__Extracted entries__.

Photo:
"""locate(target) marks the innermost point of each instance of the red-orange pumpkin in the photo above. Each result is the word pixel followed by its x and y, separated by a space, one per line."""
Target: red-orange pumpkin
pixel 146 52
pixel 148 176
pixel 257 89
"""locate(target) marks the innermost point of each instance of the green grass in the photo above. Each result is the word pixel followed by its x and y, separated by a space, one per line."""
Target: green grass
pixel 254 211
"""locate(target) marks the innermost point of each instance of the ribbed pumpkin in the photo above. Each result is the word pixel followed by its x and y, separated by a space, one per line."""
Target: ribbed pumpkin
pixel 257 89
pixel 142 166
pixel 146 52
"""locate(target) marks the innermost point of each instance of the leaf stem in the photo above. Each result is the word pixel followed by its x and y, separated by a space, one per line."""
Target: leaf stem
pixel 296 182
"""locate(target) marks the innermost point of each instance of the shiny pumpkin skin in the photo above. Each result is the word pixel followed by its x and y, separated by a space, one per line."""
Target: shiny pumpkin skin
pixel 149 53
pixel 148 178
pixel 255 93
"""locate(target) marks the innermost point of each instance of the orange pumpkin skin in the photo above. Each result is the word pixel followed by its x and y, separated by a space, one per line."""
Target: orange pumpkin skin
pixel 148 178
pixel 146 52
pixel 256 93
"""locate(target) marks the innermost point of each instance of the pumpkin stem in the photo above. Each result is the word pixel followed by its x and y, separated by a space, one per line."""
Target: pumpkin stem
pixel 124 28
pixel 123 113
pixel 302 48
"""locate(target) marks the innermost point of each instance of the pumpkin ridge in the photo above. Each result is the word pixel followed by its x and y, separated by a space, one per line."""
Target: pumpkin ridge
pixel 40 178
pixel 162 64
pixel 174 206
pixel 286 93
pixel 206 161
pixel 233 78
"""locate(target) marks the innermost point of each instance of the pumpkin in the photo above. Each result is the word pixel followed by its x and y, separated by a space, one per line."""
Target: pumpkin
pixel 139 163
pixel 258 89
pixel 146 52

__The problem__.
Transcribe the material above in its entirety, precisely as written.

__Answer for this exercise__.
Photo:
"""locate(target) marks the innermost point of each instance of the red-orange pumpkin in the photo above. Each result is the word pixel followed by its x and y, separated by a space, one per line."""
Target: red-orange pumpkin
pixel 146 52
pixel 148 176
pixel 257 89
"""locate(target) marks the innermost point of each instance of the green grass in the photo above. Each result is the word pixel followed by its x and y, separated by a space, one per line."""
Target: green grass
pixel 254 211
"""locate(target) marks the innermost point of each instance of the ribbed pumpkin in the photo above. Each result is the word pixel followed by its x and y, separated by a space, one per line."""
Target: ribbed pumpkin
pixel 257 89
pixel 142 166
pixel 146 52
"""locate(target) marks the innermost point of each instance of the leaf stem in the photo above. Each result is the word pixel followed by its x and y, separated by a space, one per line."""
Target: leaf stem
pixel 296 182
"""locate(target) marks the innermost point of each instance of the shiny pumpkin skin in the photo above. Each result is the word pixel followed by its x and y, separated by a space, one per line."""
Target: shiny pumpkin skin
pixel 149 53
pixel 148 178
pixel 255 93
"""locate(target) marks the innermost point of each instance of the orange pumpkin skin in the photo above. Each result is the word pixel followed by its x and y, separated by a space, one per line."""
Target: orange pumpkin skin
pixel 148 178
pixel 146 52
pixel 256 93
"""locate(target) marks the innermost point of each instance of the pumpkin stem in the photo above. Each result is the word pixel followed by its x and y, separated by a space, one per line."""
Target: pumpkin stem
pixel 124 28
pixel 123 113
pixel 302 48
"""locate(target) marks the innermost point of each instance of the pumpkin ridge in the photo above. Each result is the word pixel followed by its x and y, separated by a space, one per line."""
Target: pumpkin ridge
pixel 40 178
pixel 162 64
pixel 174 206
pixel 286 93
pixel 206 161
pixel 233 78
"""locate(target) marks the innermost point of each instance of the pumpkin in the photo above. Each result is the word pixel followed by its x and y, separated by a space, one per line."""
Target: pumpkin
pixel 139 163
pixel 258 89
pixel 146 52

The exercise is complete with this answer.